* [Task] Filter the entries below, copying every line that contains the word "green". Matching is case-sensitive.

(Recorded data)
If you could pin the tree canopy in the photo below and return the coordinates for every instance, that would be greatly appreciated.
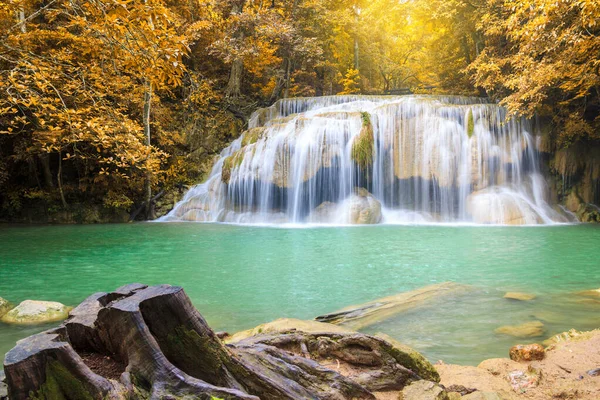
(110, 101)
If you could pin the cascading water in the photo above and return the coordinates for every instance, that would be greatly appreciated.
(366, 159)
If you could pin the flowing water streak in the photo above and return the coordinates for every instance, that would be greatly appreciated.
(434, 159)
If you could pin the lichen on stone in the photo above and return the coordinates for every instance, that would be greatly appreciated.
(184, 345)
(233, 161)
(61, 384)
(470, 124)
(362, 148)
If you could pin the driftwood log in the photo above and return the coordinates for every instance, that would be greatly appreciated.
(151, 343)
(367, 314)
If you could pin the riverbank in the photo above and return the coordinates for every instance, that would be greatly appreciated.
(172, 349)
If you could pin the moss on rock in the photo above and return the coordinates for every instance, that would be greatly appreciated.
(36, 312)
(362, 148)
(470, 124)
(183, 345)
(5, 306)
(61, 384)
(411, 359)
(252, 136)
(233, 161)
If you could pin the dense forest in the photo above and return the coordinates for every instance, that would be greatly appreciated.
(108, 105)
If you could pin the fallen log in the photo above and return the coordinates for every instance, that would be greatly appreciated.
(367, 314)
(142, 342)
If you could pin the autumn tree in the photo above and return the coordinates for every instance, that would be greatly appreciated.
(543, 57)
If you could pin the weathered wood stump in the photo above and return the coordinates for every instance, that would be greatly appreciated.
(150, 342)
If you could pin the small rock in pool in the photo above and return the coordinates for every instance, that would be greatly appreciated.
(519, 296)
(4, 306)
(527, 352)
(594, 372)
(528, 329)
(36, 312)
(423, 390)
(590, 293)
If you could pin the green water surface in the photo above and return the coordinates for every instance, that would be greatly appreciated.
(239, 277)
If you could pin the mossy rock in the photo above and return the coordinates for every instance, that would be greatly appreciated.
(31, 312)
(252, 136)
(233, 161)
(5, 306)
(588, 213)
(411, 359)
(423, 390)
(285, 325)
(61, 384)
(470, 124)
(362, 148)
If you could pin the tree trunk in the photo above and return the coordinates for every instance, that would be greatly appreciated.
(234, 86)
(146, 118)
(45, 163)
(150, 342)
(21, 18)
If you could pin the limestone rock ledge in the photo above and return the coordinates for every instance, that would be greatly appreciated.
(142, 342)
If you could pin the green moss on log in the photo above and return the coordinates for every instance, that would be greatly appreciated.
(410, 358)
(61, 384)
(362, 148)
(470, 124)
(184, 347)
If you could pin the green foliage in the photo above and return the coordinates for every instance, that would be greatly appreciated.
(363, 145)
(470, 124)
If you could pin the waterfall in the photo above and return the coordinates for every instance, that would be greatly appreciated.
(371, 159)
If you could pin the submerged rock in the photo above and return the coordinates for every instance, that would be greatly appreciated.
(528, 329)
(519, 296)
(412, 359)
(283, 325)
(424, 390)
(36, 312)
(5, 306)
(527, 352)
(149, 342)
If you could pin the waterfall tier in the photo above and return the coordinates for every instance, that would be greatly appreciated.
(367, 159)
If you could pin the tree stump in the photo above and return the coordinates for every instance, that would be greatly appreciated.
(151, 343)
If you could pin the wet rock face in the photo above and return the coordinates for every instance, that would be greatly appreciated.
(424, 390)
(150, 342)
(364, 208)
(530, 352)
(36, 312)
(528, 329)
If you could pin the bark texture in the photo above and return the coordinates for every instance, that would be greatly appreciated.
(151, 343)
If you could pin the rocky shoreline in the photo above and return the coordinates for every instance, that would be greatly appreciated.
(150, 342)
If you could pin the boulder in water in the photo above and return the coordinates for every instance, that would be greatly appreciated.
(424, 390)
(36, 312)
(5, 306)
(528, 329)
(150, 342)
(527, 352)
(363, 208)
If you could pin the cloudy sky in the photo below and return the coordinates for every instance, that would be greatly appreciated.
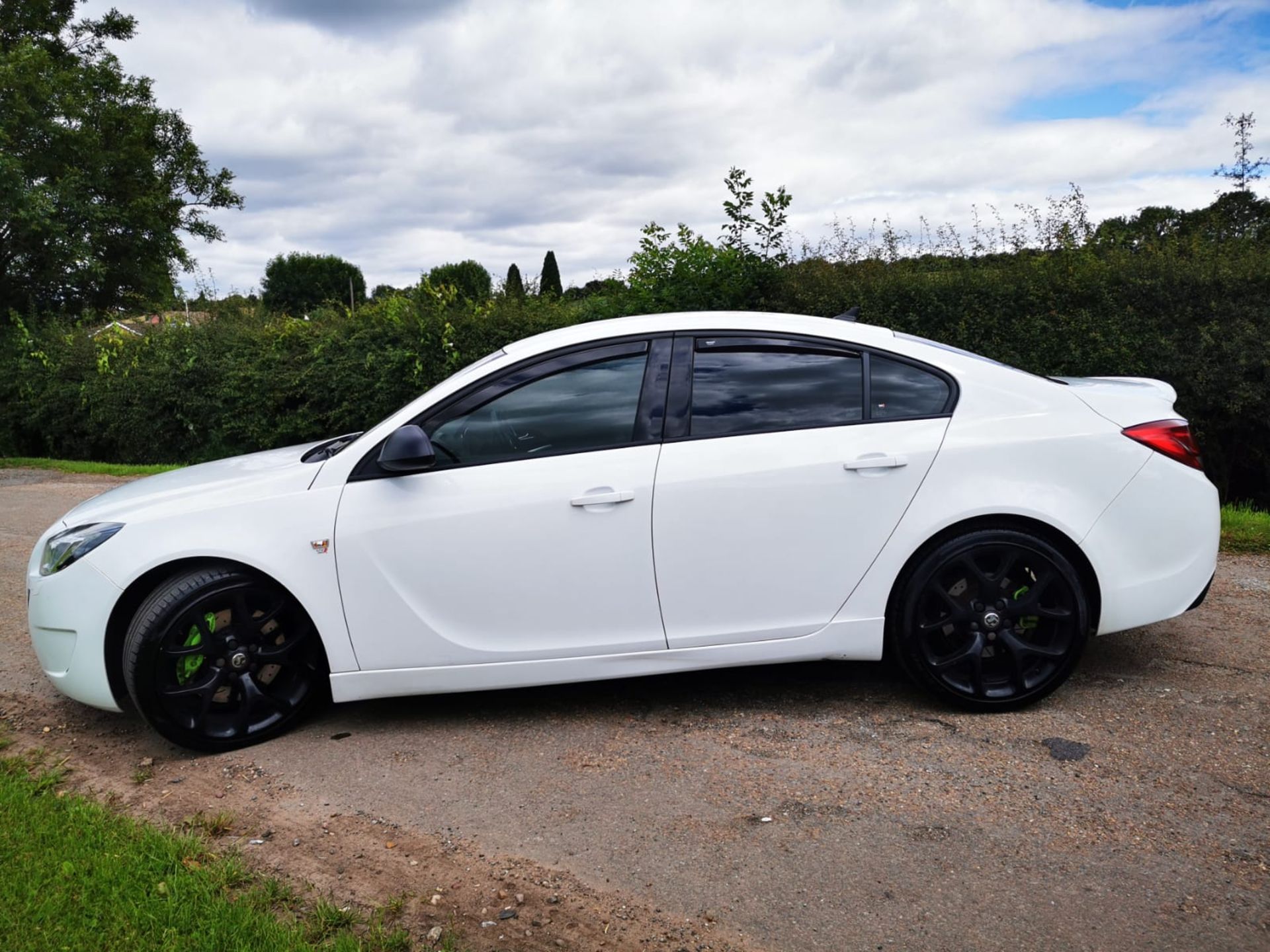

* [Task response]
If you could pin the green water surface in the photo above and return the coordinates for every instance, that would be greatly appreciated.
If you could pin the green moss on log in the photo above and return the coordinates for every instance, that would be greatly appreciated.
If you could pin the green foliage in the photo above and return the coordinates for every instance, that would be greatly appreciated.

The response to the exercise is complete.